#### DOCUMENT TEXT
Beautiful Landing Pages with Nano Banana Pro
Language models like Gemini and image models like Nano Banana Pro are now good enough at UI design that combining them produces dramatically better results.
Coding agents like Claude Opus 4.5 and Gemini Pro 3 can now generate decent-looking and functional UIs, but the designs they produce are often bland and uninspiring, and often resort to the same overdone patterns like purple gradients. This can be improved with smart prompting strategies, but there’s still a creative limit.
If you stick purely with coding agents for UI design, you are missing out on the massive improvements you can get by combining language models with image models to get the best of both worlds. This is 10x more true than ever since Google released Nano Banana Pro, and incredible image model.
Here’s a comparison of two landing pages for an AI coding course, the first generated by Gemini Pro and the second by Nano Banana Pro.

(Descriptions of regions in plain language)
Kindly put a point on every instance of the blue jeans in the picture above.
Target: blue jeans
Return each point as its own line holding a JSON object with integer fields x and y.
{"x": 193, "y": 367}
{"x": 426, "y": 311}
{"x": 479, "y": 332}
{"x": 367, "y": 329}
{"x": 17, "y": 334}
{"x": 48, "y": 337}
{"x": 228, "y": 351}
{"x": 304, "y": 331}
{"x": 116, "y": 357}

#### WORK TO BE COMPLETED
For each statement, say yes or no as to whether it agrees with the text on Nano Banana Pro, and quote the deciding words: (a) Coding agents often fall back on purple gradients in their designs. (b) Smart prompting removes any creative limit. (c) The comparison shows two landing pages for a photography course. These records come from a different source than the text.

#### REPLY
(a) Yes: "often resort to the same overdone patterns like purple gradients"
(b) No: "there’s still a creative limit"
(c) No: "two landing pages for an AI coding course"